## [SUPPLIED PASSAGE]
————————

Seizure and subsequent confiscation - no foreign marking found on the seized gold - HELD THAT:- The gold bangles seized from Indigo airlines, does not have any foreign markings. They were claimed by Mr Karan Sehdev of KSTE that they have sent the raw gold for job work to M/S STM, Imphal. The gold was purchased by them from indigenous sources, but DRI Officers have not taken into account the evidences submitted by them about their legal purchase in India. The goods were dispatched along with an Invoice raised by the job worker. All these documents indicate that the raw gold was indeed received by M/S STM, Imphal from M/S KSTE, New Delhi for job work and they were dispatched after completion of the job work by M/S STM, Imphal. There is no evidence available on record to prove that the gold were smuggled from Myanmar. Except the statements of the Co Noticces, which were later retracted, there is no other evidence available to establish the smuggled nature of the gold - the gold jewellery which were dispatched under proper Invoice are not liable for confiscation.
Burden of proof - HELD THAT:- As per Section 123 of Customs Act, 1962, the burden of proving that the goods are not smuggled, lies on the person from whose possession the goods were seized - The gold bangles 4960.090 grams sent vide invoice No. J0037 dt. 17.05.2019 to M/S KSTE by M/s. STM was seized by DRI on 17.05.2019. Thus, it reveals that this is not the first time M/S STM are processing the gold and returning the same back to M/S KSTE. On many occasions earlier M/s KSTE have sent gold to M/S STM and received them back after the job work. It cannot be presumed that all the gold jewellery sent after job work on earlier occasions were also made out of smuggled gold. The present consignment covered by Invoice no. J 0037 dated 17/05/2019 was part of the gold received earlier and returned back now after job work. The documents submitted by the Appellants clearly indicate that the gold were purchased from indigenous sources. The provisions of section 123 are not applicable to indigenously procured gold.
The Appellants also relied upon the decision in the case of Balanagu Naga Venkata Raghavendra vs CC Vijayawada [2021 (2) TMI 612 - CESTAT HYDERABAD], where in it has been held that the burden under section 123 will not shift on the Appellants when the seizure of gold without foreign markings are seized from city.
Thus, the burden under Section 123 of Customs Act, to prove that the gold is not smuggled one, does not lie on the Appellants, in this case.
Denial of right to cross examine the Expert who has given the certificate - HELD THAT:- The purity of silver cannot be the basis to construe that the gold is of foreign origin. The claim of the Appellants is agreed upon. The purity of the gold alone cannot be a determining factor whether the gold is of foreign origin or not. As discussed in para 19 above, the Appellant has produced evidence to the effect that the gold were procured from domestic sources. Hence, we hold that no weightage can be given for the certificate of purity issued by the Expert, to establish its foreign origin.
Retraction of statements of Appellant Rohit Kumar Suri and the Noticee Harshit Gatkhar - HELD THAT:- The Impugned Order mainly relied upon the statements of Rohit Kumar Suri and the Harshit Gatkhar to establish the foreign origin nature of the gold. Other than the statements, there is no other evidence available on record to show that the gold were smuggled into the country from Myanmar. The silver bar is of Indian origin. It is incorrect to rely only on the statements of the co-accused without any corroboration, to prove the smuggled nature of the gold. It is a settled law that the statement of the co-accused cannot be relied without any independent corroboration.

————————

## [RECORDED DATA]
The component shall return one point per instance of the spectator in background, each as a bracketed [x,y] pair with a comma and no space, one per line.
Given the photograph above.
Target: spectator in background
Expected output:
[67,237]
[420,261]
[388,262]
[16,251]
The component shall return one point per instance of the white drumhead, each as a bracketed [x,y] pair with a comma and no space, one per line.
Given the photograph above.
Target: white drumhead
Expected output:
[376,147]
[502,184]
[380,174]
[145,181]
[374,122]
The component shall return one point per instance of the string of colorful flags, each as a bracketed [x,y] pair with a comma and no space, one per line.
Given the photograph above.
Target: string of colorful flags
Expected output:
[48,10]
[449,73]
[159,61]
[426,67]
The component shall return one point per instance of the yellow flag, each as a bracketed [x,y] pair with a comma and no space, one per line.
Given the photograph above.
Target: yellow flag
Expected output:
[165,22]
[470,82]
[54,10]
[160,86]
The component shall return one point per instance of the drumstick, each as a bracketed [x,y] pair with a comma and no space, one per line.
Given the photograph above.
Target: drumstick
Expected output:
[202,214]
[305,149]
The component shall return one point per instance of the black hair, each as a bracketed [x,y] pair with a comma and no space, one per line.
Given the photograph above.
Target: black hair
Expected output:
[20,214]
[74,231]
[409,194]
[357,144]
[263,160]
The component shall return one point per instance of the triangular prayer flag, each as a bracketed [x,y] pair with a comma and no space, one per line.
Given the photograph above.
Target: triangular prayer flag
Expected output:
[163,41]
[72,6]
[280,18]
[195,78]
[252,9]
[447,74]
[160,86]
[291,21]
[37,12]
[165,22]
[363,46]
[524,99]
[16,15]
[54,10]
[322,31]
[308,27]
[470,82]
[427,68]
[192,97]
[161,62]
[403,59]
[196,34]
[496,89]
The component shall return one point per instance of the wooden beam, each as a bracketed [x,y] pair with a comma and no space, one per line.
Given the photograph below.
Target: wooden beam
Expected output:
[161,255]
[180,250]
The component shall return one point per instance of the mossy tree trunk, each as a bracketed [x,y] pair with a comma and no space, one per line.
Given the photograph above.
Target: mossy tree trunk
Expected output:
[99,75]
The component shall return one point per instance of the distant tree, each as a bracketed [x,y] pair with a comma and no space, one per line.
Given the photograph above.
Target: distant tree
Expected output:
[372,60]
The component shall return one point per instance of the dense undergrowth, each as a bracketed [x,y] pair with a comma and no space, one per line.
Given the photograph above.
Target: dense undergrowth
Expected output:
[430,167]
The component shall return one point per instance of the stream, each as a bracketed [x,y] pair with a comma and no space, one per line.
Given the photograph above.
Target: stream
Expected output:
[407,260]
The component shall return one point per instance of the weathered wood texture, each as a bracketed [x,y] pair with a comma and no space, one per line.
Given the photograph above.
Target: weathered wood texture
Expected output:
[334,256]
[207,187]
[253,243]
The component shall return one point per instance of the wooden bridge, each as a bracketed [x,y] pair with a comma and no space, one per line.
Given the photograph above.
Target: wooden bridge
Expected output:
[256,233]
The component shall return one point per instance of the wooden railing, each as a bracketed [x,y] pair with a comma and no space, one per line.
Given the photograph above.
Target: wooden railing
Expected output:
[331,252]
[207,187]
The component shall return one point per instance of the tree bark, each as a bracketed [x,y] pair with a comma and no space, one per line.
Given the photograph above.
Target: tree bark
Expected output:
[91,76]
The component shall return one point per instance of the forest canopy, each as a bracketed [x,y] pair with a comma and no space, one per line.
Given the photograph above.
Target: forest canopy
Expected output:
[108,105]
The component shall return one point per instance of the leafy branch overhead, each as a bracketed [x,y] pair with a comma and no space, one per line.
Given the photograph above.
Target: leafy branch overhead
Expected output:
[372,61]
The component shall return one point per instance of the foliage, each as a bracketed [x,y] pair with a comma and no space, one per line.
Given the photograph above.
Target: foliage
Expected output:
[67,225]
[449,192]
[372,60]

————————

## [GOAL]
Summarize the ruling on the seized gold in three sentences. The material has no role in this work.

## [SOLUTION TO THIS TASK]
The ruling holds that the seized gold bangles, which bore no foreign markings and were dispatched under a job worker's invoice, are not liable for confiscation, since apart from the co-noticees' later-retracted statements there is no evidence that they were smuggled from Myanmar. It finds that the burden under Section 123 of the Customs Act, 1962 does not lie on the Appellants, because their documents show the gold was purchased from indigenous sources and the section does not apply to indigenously procured gold. It also holds that the expert's purity certificate cannot establish foreign origin and that the statements of the co-accused cannot be relied on without independent corroboration.